| GIVEN REQUEST |
Rewrite only the part below that opens with the line containing "Exercise. Spot the drooping" and closes with the line containing "Exercise. Spot the sunflower field", changing "annotate" to "mark" and leaving everything else unchanged.

| SUPPLIED MATERIAL |
#####
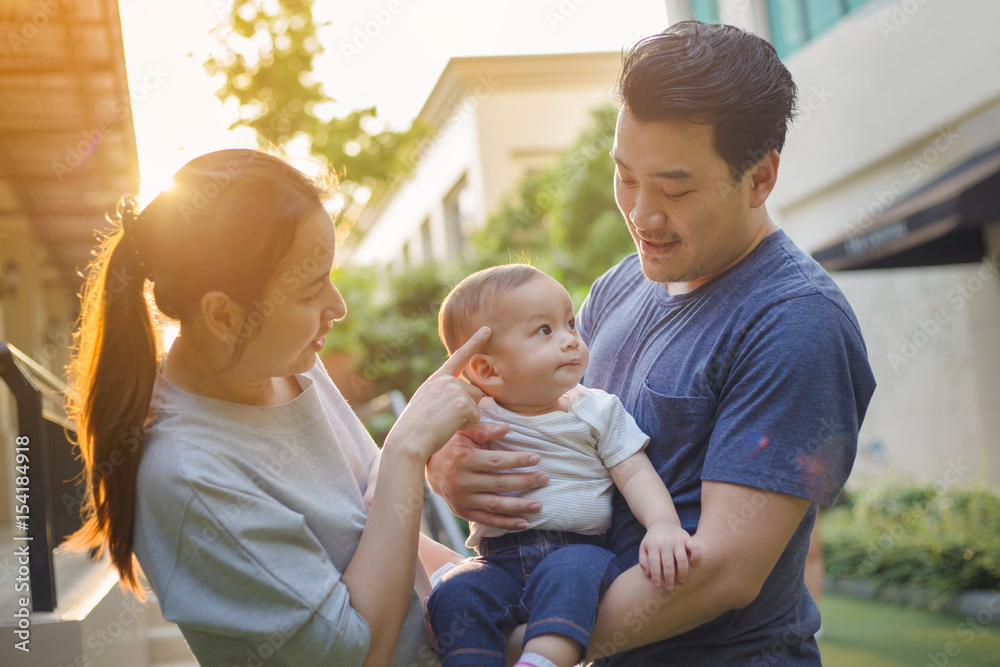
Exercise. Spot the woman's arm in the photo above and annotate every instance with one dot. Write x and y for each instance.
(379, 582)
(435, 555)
#####
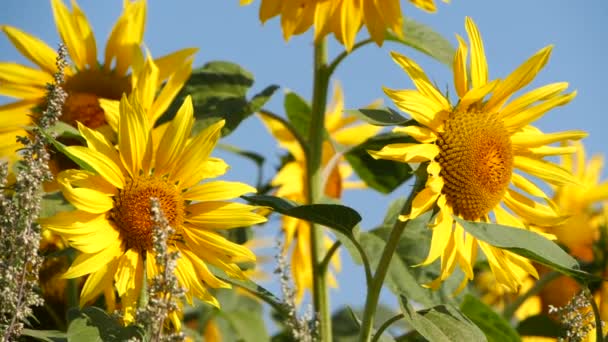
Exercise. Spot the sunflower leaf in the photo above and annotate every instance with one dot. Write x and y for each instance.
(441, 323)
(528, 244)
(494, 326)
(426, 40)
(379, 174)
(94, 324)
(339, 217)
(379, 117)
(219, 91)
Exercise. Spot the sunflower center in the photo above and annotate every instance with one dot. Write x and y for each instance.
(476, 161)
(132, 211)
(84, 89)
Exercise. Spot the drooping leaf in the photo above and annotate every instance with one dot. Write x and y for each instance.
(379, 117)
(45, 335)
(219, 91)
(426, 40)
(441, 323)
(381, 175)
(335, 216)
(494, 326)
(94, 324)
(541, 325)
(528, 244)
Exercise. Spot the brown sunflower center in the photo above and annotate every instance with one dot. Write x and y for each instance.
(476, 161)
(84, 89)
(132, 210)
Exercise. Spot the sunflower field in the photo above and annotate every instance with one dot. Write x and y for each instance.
#####
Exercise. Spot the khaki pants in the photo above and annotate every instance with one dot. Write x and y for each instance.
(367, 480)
#####
| EXERCISE RESPONSE |
Exercise. Spot the drooping leaf in the photo above and mark every instance with one dot. Write x and y for each instance.
(379, 117)
(45, 335)
(219, 91)
(426, 40)
(441, 323)
(381, 175)
(335, 216)
(494, 326)
(94, 324)
(541, 325)
(528, 244)
Exercise. Spot the brown sunflower center in the photo above and mark every instance with one dot. Write x and y for each instance.
(476, 161)
(84, 89)
(132, 210)
Exercise. Spot the sunflower field in the photo above and mark every instance with one dot. Write x and y for each instance.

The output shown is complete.